[Referring expression data]
####

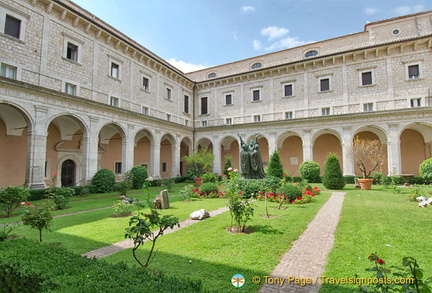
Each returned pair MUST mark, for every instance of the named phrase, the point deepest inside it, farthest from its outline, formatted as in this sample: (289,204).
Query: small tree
(368,154)
(139,230)
(11,197)
(38,217)
(200,162)
(275,168)
(310,171)
(333,177)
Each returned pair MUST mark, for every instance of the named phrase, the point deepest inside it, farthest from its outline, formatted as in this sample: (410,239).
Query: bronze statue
(250,159)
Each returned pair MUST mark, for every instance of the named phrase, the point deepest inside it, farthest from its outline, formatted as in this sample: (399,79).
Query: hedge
(29,266)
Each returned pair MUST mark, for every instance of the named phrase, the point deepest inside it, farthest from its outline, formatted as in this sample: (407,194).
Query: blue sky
(194,34)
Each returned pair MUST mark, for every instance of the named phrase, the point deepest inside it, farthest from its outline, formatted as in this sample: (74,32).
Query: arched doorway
(68,173)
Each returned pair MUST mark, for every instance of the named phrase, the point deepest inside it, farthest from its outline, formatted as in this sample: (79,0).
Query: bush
(138,175)
(310,171)
(275,168)
(333,178)
(27,266)
(209,177)
(209,189)
(290,190)
(11,197)
(425,169)
(104,181)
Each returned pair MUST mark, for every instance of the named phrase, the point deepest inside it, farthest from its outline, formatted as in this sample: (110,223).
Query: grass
(217,255)
(378,221)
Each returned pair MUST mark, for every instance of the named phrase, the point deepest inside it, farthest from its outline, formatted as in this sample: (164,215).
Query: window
(228,99)
(117,168)
(324,84)
(70,89)
(289,115)
(413,71)
(72,52)
(12,26)
(114,101)
(186,104)
(256,95)
(325,111)
(416,102)
(366,78)
(145,83)
(368,107)
(288,90)
(204,105)
(115,70)
(8,71)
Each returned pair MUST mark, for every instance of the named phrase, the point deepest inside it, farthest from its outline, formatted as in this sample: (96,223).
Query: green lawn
(378,221)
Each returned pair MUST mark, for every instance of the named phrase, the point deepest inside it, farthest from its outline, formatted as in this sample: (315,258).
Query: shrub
(27,266)
(310,171)
(425,169)
(209,177)
(138,175)
(275,168)
(104,181)
(11,197)
(333,178)
(209,189)
(290,190)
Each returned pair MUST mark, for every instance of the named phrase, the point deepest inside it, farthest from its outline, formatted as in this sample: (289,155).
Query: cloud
(370,11)
(256,44)
(184,66)
(403,10)
(285,43)
(247,9)
(274,32)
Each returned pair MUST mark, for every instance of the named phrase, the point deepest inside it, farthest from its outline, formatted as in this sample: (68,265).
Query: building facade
(76,95)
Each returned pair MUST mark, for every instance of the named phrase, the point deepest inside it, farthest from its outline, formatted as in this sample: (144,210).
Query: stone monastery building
(77,95)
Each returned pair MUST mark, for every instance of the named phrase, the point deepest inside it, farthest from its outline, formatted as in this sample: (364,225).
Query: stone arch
(290,149)
(15,126)
(326,141)
(373,133)
(415,146)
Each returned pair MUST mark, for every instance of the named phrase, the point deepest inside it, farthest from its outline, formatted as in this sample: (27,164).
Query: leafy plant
(368,154)
(139,231)
(333,177)
(310,171)
(200,162)
(38,217)
(275,167)
(138,176)
(104,180)
(11,198)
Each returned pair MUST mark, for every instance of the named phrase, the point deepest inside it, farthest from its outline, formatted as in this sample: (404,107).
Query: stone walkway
(308,254)
(128,243)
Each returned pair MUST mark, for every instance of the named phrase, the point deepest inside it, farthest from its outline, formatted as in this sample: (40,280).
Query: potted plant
(368,154)
(199,163)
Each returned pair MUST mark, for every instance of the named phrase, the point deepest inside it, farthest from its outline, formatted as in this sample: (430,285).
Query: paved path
(308,254)
(128,243)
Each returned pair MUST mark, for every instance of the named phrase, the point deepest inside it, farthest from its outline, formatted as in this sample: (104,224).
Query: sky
(196,34)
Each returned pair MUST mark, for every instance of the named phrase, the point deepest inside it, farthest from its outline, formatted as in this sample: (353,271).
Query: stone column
(393,150)
(347,143)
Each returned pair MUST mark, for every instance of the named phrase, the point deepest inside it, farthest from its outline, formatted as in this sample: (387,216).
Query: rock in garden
(199,215)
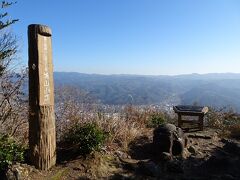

####

:: EXERCISE DIRECTIONS ::
What you return must be an exact retyping of the lines above starting at the line with "Query: arched doorway" and ending at the line with "this sample: (164,215).", and nothing besides.

:: WRITTEN ANSWER ::
Query: arched doorway
(68,173)
Each returned pair MUST mark, for every instance of the named phrase, the point deepest inside it, farthest from its outline, formatted as in this sample: (79,0).
Query: bush
(138,175)
(310,171)
(275,168)
(333,178)
(27,266)
(209,177)
(209,189)
(290,190)
(11,197)
(425,169)
(104,181)
Each returned pair MUST mark, for every instance of the named phrase, the point deepest inside it, farthest from its outline, formatted as in this sample: (110,223).
Query: grass
(217,255)
(378,221)
Each returned pair MUST mark, for every instance of the named phrase, the point deepest inside it, farthest from its outline, formatted as in this sample: (164,215).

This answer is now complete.